Begin

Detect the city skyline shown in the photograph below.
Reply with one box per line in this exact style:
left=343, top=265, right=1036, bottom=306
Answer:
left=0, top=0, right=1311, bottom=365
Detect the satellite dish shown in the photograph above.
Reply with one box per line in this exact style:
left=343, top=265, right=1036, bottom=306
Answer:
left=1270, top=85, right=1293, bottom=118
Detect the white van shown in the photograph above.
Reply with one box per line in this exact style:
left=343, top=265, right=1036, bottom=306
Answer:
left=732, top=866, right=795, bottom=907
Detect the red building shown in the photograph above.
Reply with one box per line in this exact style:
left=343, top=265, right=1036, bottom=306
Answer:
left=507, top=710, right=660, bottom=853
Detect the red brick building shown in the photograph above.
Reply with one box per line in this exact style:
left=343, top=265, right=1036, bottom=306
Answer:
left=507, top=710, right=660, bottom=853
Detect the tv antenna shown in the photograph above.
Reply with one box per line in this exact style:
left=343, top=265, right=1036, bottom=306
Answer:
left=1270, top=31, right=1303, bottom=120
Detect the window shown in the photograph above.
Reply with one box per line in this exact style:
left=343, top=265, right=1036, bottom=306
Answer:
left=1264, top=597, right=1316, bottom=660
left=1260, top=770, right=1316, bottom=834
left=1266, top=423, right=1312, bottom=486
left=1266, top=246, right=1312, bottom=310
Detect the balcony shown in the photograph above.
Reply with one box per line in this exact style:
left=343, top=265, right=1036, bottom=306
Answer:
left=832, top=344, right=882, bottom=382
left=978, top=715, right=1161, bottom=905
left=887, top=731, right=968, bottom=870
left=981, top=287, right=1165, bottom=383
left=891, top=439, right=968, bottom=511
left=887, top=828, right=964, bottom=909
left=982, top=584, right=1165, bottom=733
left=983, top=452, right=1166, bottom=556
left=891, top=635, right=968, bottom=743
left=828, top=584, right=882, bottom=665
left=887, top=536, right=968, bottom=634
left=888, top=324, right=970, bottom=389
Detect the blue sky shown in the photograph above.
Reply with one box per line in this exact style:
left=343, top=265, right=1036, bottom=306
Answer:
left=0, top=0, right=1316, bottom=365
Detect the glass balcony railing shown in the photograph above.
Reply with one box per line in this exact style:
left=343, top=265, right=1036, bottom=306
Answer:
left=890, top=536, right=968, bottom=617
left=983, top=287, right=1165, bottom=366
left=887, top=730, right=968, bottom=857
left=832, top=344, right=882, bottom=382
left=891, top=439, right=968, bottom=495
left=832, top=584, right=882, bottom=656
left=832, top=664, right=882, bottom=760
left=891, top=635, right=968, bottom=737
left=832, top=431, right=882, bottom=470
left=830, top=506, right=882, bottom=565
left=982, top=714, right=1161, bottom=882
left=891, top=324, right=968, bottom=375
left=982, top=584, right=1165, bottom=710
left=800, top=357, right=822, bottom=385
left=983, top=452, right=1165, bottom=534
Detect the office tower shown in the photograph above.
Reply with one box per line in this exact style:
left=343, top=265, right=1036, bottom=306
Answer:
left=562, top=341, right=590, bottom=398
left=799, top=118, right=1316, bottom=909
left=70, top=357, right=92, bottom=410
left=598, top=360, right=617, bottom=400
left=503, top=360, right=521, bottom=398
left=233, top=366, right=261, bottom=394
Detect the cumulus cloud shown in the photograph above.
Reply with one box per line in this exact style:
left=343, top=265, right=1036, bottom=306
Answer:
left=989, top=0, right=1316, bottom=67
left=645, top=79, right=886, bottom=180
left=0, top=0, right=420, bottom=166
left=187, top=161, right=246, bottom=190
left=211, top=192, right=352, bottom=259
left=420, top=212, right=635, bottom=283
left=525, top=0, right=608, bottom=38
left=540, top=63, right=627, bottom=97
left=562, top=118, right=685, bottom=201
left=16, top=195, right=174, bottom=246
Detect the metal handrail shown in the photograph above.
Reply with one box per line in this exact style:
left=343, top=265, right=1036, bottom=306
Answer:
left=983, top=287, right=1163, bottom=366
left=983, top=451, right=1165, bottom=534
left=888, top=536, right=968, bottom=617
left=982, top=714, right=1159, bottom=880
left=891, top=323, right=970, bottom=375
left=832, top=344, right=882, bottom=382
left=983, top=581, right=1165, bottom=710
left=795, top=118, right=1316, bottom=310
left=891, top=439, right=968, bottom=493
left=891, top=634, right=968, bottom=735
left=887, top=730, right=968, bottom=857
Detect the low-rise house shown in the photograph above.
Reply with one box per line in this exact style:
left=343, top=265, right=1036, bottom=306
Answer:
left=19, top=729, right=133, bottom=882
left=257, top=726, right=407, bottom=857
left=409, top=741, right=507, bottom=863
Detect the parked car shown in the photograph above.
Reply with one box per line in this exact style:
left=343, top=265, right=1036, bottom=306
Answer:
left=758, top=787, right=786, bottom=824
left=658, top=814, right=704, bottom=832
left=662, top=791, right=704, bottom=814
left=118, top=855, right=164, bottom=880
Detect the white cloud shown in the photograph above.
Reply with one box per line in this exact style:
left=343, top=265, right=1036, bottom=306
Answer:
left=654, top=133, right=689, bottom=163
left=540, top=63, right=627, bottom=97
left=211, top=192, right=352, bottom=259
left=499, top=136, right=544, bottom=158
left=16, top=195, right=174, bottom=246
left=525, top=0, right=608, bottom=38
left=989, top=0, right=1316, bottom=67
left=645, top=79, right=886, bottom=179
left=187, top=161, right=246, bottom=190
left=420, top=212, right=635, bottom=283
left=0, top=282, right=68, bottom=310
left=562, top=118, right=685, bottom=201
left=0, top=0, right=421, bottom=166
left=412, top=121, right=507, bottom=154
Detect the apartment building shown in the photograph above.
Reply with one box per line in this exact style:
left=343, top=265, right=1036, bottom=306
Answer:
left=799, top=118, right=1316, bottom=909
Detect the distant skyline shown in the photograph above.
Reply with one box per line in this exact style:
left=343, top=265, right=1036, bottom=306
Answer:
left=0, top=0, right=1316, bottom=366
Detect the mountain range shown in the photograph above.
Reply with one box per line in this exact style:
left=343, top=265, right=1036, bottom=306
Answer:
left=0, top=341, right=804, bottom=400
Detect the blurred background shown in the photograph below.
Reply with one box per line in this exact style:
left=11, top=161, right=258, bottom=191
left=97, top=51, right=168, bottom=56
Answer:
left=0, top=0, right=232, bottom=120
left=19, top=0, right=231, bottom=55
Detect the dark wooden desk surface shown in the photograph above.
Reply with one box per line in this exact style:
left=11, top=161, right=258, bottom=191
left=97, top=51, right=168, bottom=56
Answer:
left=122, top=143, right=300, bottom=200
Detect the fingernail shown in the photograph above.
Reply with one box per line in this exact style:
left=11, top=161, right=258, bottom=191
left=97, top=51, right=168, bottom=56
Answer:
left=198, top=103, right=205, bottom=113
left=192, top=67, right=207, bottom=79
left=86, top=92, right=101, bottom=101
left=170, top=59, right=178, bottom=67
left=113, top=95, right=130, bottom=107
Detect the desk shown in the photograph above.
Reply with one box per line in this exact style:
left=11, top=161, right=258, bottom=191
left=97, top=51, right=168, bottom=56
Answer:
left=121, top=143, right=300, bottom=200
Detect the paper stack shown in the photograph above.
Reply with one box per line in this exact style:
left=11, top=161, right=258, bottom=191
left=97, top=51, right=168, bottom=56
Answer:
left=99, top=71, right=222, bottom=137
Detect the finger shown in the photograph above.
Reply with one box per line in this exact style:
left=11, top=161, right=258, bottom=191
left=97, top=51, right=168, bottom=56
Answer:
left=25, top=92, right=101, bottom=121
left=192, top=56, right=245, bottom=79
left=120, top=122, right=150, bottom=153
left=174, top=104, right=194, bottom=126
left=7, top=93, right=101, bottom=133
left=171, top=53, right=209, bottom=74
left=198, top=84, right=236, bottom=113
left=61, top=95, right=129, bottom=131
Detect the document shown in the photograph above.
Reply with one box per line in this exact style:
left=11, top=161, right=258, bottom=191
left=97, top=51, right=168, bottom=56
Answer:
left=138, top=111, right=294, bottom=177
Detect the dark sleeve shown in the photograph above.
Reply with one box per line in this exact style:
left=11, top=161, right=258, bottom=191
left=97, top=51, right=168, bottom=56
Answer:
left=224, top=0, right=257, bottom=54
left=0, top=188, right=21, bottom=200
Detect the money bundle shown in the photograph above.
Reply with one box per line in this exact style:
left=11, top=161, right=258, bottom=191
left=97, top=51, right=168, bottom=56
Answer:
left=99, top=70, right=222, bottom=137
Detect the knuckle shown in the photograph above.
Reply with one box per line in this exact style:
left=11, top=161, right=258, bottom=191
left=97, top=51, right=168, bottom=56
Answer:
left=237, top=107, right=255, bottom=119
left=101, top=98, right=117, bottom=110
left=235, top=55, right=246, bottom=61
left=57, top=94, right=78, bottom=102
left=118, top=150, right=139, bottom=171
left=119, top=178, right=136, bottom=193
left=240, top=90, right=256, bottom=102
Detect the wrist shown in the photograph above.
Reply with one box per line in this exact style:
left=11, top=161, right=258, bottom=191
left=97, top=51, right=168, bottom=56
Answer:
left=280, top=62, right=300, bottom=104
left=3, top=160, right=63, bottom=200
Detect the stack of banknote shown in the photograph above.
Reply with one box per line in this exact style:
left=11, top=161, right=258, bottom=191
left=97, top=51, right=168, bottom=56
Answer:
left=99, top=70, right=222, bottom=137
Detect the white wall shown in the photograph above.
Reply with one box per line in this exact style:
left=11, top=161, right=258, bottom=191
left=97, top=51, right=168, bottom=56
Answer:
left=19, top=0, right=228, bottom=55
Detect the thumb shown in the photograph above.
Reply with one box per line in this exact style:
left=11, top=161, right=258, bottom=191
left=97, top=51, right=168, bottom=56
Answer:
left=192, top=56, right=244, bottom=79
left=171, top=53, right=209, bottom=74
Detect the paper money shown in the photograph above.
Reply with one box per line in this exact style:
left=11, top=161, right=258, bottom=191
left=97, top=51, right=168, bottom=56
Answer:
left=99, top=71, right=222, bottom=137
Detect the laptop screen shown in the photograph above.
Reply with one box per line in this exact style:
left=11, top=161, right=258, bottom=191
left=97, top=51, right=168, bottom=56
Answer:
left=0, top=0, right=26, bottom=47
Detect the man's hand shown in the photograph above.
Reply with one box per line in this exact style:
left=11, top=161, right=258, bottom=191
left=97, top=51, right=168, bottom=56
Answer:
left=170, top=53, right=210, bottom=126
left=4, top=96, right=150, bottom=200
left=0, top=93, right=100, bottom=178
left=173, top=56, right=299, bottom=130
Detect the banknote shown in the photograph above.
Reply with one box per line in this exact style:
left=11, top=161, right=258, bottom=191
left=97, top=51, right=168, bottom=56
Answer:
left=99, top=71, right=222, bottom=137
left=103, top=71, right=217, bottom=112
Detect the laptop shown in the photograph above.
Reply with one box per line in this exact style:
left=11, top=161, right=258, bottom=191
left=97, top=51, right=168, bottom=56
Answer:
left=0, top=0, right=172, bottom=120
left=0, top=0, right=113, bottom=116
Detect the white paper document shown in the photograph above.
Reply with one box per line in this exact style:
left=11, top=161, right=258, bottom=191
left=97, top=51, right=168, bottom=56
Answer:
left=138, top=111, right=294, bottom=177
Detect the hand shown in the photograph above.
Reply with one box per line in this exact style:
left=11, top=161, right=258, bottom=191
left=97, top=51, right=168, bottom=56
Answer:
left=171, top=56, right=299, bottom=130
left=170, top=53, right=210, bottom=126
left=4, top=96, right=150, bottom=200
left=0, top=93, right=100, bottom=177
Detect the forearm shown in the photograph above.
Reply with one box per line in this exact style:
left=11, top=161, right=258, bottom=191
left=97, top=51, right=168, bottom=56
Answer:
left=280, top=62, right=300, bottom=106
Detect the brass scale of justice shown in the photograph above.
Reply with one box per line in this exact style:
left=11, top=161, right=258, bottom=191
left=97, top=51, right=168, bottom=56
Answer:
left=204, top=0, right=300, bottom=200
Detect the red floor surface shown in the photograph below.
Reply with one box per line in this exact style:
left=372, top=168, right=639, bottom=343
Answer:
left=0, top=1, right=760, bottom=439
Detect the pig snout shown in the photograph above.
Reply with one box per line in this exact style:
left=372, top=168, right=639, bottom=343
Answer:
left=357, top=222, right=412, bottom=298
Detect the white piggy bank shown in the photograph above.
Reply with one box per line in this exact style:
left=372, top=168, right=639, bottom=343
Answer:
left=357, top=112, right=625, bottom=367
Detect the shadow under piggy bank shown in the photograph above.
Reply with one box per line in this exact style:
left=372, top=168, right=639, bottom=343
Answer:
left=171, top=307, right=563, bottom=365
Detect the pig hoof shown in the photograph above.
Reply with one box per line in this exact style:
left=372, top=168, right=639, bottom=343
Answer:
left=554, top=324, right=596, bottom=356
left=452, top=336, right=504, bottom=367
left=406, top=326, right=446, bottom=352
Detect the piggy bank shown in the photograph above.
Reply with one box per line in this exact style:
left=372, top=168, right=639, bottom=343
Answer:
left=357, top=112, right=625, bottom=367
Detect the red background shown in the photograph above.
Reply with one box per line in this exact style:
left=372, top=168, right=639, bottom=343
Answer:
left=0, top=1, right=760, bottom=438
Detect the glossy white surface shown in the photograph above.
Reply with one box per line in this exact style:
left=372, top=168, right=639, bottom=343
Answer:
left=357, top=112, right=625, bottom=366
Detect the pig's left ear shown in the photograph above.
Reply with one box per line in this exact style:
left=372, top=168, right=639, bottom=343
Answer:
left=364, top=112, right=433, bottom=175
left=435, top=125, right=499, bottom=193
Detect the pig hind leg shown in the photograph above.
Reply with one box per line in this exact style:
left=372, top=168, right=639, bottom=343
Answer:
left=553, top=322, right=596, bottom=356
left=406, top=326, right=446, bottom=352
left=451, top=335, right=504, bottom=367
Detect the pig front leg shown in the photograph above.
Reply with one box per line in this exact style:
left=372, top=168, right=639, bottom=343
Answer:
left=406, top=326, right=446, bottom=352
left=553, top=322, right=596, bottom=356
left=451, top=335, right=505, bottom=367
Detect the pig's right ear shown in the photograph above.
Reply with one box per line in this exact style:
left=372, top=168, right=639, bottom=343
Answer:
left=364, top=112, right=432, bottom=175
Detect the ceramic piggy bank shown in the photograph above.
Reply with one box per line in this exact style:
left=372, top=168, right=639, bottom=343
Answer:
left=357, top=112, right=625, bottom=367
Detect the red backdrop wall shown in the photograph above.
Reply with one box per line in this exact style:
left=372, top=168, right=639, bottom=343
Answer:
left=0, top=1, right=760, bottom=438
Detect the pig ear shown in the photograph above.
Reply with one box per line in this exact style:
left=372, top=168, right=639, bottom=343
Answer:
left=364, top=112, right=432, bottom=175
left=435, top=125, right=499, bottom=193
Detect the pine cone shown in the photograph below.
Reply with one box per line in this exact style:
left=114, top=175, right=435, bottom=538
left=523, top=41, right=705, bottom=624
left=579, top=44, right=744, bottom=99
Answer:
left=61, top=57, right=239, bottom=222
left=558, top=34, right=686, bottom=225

End

Written problem: Extract from the data, unchanged, every line from the one containing "Detect the balcony" through the one containing "left=233, top=366, right=261, bottom=394", with both of those lines included.

In response:
Detect the balcony shown in the photograph above.
Reply with one box per line in this exact style:
left=343, top=265, right=1036, bottom=306
Answer:
left=832, top=344, right=882, bottom=382
left=978, top=715, right=1161, bottom=905
left=887, top=731, right=968, bottom=870
left=981, top=287, right=1165, bottom=383
left=891, top=439, right=968, bottom=511
left=887, top=828, right=964, bottom=909
left=982, top=584, right=1165, bottom=733
left=983, top=452, right=1166, bottom=556
left=891, top=635, right=968, bottom=743
left=828, top=584, right=882, bottom=665
left=887, top=536, right=968, bottom=634
left=888, top=324, right=970, bottom=389
Detect the blue sky shown in the photograph above.
Reply with one box per line in this exact style:
left=343, top=265, right=1036, bottom=306
Answer:
left=0, top=0, right=1316, bottom=365
Detect the glass balcony railing shown in the photograph above.
Reply with one box per line in this exact style:
left=343, top=265, right=1036, bottom=306
Answer:
left=890, top=536, right=968, bottom=617
left=983, top=287, right=1165, bottom=366
left=887, top=730, right=968, bottom=857
left=832, top=344, right=882, bottom=382
left=891, top=439, right=968, bottom=495
left=832, top=584, right=882, bottom=656
left=832, top=664, right=882, bottom=760
left=891, top=635, right=968, bottom=737
left=832, top=431, right=882, bottom=470
left=830, top=506, right=882, bottom=565
left=982, top=714, right=1161, bottom=882
left=891, top=324, right=968, bottom=375
left=982, top=584, right=1165, bottom=710
left=800, top=357, right=822, bottom=385
left=983, top=452, right=1165, bottom=534
Detect the office tower shown in the photograph above.
Reply with one box per line in this exact style:
left=343, top=265, right=1036, bottom=306
Answer:
left=562, top=341, right=590, bottom=398
left=799, top=118, right=1316, bottom=909
left=70, top=357, right=92, bottom=410
left=598, top=360, right=617, bottom=400
left=503, top=360, right=521, bottom=398
left=233, top=366, right=261, bottom=394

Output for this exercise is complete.